Source text: Begin

This is a server with ~133TB storage, 1TB RAM
Architecture and CPU info:
Architecture: x86_64
CPU op-mode(s): 32-bit, 64-bit
Address sizes: 43 bits physical, 48 bits virtual
Byte Order: Little Endian
CPU(s): 256
On-line CPU(s) list: 0-255
Linux kernal version: 5.15.0-73-generic
@ainefairbrother it would also be very helpful to know what kind of machine you're running this on (storage, memory, is it an computing cluster? etc.). Could you give us more details on this?
Something that can help is to reduce the number of cores being used. Due to how R often deals with parallelisation (copying the entire environment) more cores isn't always better as it can lead to an explosion of memory usage. This will take some troubleshooting on your end to figure out what your machine can handle.
Noted, thanks. I have tried with setting as_DelayedArray
to TRUE
and reducing the number of cores. I get a different error:
5 core(s) assigned as workers (251 reserved).
Error in .from_Array_to_matrix(x, ...) : unused argument ("matrix")
You will need to create and share a subset of your data which replicates the issue if you want us to debug this, the function works with the as_DelayedArray = TRUE
with other datasets:
> # Load the single cell data
> cortex_mrna <- ewceData::cortex_mrna()

Source text: End

*Problems to work on*:
• A. Answer from the forum thread:
(i) How many CPUs does the server list?
(ii) Which option was set to TRUE?
(iii) How many cores were assigned as workers in the new run?
• B. Reproduce the part of the forum thread that opens with the words containing "Error in .from_Array_to_matrix(x, ...)" and closes with "cortex_mrna <- ewceData::cortex_mrna()".

Information: Begin

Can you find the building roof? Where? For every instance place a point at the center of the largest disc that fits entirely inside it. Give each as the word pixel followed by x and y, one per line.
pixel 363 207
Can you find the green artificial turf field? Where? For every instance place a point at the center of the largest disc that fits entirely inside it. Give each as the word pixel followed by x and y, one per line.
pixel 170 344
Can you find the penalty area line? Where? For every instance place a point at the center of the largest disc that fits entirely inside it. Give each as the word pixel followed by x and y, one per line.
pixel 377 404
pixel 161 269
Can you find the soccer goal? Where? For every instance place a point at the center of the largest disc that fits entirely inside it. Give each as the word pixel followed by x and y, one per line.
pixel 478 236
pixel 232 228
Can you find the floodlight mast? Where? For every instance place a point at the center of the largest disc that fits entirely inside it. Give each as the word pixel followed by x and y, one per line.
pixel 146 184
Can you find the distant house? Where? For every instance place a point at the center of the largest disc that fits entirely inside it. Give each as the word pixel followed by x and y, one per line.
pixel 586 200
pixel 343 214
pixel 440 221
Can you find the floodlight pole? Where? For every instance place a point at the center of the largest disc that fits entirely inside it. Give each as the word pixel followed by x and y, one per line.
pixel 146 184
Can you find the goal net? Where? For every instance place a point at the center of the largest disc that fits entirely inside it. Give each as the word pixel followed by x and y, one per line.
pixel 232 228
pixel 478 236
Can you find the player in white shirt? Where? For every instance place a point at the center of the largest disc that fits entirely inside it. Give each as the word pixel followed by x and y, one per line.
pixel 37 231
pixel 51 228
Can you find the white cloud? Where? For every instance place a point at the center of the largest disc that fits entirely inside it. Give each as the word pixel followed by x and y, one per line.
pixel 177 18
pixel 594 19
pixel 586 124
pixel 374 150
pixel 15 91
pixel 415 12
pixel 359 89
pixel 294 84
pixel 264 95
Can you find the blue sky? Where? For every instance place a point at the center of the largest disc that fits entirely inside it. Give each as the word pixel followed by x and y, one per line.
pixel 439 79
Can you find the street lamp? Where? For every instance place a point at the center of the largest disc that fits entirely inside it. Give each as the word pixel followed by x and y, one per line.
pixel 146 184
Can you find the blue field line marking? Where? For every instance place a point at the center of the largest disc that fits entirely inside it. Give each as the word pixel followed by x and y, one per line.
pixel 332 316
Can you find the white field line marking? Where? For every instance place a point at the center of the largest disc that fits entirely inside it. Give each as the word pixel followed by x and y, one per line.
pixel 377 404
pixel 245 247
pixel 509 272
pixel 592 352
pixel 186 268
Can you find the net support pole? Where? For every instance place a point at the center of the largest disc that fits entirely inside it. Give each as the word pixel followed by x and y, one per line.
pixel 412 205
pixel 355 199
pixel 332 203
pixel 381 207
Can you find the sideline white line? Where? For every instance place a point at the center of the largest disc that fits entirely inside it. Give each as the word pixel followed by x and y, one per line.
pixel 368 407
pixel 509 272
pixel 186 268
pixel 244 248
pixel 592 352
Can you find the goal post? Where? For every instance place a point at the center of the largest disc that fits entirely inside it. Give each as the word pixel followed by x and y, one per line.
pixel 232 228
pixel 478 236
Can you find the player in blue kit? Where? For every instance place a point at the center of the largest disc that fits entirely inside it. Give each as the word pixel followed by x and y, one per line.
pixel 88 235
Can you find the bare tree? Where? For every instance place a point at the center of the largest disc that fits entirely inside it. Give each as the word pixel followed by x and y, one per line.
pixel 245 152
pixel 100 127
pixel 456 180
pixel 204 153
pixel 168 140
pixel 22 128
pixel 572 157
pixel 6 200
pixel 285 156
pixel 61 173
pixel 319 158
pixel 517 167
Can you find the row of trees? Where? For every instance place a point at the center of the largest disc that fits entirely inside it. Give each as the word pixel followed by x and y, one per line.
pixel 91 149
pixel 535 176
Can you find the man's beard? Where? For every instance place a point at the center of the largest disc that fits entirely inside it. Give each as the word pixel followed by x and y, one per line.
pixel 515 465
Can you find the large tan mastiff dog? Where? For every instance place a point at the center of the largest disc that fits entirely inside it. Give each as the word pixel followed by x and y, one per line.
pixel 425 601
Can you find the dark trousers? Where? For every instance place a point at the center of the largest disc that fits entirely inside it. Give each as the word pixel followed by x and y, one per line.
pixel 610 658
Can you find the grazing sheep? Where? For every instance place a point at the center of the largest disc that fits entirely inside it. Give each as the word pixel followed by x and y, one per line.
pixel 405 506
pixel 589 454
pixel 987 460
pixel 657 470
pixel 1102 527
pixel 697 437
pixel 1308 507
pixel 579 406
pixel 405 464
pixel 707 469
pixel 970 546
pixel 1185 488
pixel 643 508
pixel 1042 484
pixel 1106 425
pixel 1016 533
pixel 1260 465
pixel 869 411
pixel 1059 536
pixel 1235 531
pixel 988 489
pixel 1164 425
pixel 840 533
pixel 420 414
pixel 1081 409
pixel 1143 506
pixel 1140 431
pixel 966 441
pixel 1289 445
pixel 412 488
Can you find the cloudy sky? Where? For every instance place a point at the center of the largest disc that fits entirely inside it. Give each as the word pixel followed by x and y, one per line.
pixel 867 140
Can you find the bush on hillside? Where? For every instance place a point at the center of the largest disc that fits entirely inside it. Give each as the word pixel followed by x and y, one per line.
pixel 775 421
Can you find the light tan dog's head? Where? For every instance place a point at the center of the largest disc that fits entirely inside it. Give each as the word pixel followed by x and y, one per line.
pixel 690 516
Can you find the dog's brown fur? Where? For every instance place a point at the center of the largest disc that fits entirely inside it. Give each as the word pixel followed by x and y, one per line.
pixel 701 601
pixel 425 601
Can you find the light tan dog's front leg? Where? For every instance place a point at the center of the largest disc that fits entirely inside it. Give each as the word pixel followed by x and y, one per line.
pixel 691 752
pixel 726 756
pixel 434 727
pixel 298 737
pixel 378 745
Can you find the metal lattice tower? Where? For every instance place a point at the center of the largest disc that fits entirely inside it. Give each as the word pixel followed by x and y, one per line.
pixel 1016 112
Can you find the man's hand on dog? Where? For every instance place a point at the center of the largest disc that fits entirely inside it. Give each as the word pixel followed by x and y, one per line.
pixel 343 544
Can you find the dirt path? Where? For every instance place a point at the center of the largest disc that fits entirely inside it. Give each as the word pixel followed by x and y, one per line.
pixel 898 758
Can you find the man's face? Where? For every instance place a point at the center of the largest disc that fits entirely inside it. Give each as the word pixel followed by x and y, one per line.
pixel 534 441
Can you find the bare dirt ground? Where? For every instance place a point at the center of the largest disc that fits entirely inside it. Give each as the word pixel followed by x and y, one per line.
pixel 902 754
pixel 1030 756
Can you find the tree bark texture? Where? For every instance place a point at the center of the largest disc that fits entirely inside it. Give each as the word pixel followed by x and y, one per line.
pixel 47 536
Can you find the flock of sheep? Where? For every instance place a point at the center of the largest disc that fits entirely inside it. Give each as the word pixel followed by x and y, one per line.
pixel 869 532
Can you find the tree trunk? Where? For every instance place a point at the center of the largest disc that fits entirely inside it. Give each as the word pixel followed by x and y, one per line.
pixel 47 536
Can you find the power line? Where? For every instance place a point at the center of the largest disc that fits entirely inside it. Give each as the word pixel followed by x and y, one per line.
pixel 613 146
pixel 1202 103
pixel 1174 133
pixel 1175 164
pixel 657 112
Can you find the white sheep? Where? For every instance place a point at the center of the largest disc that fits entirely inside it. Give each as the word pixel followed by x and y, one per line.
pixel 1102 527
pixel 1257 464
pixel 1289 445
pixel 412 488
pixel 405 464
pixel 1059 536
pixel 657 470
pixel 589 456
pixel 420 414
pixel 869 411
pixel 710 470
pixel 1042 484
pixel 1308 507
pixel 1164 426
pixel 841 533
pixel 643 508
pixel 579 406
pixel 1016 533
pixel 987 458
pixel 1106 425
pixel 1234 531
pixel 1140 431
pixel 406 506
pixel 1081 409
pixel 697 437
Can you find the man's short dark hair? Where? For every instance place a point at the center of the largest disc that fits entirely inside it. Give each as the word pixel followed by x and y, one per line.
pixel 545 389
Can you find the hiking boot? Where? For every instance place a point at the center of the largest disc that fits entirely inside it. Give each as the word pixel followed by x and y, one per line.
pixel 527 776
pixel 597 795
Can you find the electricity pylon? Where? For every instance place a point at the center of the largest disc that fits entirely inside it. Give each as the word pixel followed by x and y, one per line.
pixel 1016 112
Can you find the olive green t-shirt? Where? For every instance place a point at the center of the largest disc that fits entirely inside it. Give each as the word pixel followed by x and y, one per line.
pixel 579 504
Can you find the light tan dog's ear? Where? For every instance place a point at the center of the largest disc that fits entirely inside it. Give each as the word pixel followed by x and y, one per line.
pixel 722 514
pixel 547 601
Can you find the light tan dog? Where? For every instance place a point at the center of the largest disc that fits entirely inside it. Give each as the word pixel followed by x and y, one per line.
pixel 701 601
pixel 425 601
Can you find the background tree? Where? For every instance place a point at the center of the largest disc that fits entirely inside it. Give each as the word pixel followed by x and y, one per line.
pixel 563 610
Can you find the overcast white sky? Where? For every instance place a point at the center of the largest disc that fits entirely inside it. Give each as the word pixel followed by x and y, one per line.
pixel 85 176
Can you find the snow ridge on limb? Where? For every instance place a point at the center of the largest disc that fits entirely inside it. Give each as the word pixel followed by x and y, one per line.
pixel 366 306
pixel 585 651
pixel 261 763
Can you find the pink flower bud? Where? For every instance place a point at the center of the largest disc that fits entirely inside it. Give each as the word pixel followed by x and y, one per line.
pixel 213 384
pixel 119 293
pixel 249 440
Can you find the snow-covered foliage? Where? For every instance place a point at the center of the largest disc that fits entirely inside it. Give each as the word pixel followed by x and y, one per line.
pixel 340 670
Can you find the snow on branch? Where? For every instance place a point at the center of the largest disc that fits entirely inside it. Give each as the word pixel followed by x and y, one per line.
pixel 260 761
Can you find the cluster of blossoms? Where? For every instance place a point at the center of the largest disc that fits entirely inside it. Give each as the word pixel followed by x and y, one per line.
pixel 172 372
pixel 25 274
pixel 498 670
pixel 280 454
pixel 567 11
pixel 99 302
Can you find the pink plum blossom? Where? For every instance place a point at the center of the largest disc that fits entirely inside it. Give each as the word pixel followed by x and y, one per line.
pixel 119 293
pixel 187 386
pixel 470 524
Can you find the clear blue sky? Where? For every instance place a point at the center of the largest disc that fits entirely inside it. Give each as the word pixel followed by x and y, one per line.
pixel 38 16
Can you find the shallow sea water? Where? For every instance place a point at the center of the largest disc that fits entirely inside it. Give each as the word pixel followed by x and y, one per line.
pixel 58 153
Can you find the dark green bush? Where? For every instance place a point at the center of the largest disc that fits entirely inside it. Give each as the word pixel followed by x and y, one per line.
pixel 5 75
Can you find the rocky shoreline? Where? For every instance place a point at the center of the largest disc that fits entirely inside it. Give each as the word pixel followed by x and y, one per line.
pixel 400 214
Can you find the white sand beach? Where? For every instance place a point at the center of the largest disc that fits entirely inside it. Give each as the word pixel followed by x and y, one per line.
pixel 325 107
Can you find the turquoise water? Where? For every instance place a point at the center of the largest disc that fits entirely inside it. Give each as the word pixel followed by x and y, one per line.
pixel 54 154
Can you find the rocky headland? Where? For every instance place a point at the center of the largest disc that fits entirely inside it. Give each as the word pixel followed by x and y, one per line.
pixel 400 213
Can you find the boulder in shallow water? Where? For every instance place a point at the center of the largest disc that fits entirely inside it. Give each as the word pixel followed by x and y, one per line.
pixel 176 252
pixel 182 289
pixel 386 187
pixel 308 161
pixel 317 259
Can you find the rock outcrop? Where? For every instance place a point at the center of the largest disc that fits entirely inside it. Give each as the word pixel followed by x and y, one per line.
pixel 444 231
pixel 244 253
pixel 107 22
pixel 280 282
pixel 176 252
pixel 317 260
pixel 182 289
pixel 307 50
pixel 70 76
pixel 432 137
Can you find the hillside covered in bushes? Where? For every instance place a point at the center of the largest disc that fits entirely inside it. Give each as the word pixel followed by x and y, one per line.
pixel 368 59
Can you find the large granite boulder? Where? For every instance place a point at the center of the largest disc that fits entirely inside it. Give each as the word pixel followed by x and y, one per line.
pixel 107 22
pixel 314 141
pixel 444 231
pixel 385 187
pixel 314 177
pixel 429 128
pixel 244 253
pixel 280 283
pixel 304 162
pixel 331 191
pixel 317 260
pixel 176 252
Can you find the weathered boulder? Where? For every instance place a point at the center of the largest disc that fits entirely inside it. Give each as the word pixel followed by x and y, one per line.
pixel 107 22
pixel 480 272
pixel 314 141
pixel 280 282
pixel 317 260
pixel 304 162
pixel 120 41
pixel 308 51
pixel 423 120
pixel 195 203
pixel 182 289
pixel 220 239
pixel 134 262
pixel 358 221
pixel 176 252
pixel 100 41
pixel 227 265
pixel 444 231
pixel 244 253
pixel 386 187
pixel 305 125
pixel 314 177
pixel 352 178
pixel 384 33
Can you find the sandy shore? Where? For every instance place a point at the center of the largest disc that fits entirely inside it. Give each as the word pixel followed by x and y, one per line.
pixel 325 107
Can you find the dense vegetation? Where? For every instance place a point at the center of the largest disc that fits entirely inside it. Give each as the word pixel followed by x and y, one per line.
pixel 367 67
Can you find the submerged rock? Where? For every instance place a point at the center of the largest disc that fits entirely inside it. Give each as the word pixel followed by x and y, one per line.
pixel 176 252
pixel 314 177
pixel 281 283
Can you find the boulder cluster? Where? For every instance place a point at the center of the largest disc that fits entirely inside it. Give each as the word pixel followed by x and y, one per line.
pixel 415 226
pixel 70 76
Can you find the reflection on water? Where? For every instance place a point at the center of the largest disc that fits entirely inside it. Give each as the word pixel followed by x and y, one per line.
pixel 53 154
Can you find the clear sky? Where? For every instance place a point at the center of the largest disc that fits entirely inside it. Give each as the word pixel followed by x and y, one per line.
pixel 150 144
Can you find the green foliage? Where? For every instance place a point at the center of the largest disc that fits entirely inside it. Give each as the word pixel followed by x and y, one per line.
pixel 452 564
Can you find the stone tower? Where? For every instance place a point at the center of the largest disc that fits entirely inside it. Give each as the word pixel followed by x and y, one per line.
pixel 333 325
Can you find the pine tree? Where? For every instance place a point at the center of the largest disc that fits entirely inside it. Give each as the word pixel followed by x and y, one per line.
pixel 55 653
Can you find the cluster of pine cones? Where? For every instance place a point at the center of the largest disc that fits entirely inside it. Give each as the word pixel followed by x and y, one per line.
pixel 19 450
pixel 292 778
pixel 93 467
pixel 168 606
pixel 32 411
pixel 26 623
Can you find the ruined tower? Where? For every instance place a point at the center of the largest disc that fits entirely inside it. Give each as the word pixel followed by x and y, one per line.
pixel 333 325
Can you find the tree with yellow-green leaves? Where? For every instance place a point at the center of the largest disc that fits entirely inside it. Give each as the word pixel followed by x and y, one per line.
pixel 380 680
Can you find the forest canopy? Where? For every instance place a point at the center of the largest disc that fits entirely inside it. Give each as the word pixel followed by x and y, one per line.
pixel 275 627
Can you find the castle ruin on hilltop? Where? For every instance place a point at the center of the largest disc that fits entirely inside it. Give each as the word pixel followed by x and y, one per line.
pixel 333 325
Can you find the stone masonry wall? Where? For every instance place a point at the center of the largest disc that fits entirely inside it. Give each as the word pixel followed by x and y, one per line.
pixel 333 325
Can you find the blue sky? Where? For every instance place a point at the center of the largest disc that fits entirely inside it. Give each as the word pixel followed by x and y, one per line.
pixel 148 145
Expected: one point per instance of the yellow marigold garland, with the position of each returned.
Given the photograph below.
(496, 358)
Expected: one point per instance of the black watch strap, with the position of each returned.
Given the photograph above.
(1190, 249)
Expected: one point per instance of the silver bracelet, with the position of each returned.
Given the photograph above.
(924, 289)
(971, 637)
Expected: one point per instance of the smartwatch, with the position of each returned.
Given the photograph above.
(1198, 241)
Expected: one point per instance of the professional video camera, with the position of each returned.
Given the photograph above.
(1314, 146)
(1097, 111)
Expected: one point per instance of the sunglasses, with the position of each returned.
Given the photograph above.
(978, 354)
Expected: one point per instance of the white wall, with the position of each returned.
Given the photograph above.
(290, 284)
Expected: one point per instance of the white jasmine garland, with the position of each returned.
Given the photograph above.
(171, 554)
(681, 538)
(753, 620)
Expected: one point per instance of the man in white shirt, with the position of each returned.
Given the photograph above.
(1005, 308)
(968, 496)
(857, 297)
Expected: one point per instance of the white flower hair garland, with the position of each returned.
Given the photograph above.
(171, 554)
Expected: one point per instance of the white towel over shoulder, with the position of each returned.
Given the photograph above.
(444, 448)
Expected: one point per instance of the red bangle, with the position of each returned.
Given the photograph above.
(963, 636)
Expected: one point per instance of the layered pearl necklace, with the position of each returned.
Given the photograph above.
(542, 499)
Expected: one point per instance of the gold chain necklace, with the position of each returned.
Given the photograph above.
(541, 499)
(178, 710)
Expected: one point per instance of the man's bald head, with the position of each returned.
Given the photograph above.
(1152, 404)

Information: End

*Outputs by task*:
• A.
(i) 256
(ii) as_DelayedArray
(iii) 5

• B.
Error in .from_Array_to_matrix(x, ...) : unused argument ("matrix")
You will need to create and share a subset of your data which replicates the issue if you want us to debug this, the function works with the as_DelayedArray = TRUE
with other datasets:
> # Load the single cell data
> cortex_mrna <- ewceData::cortex_mrna()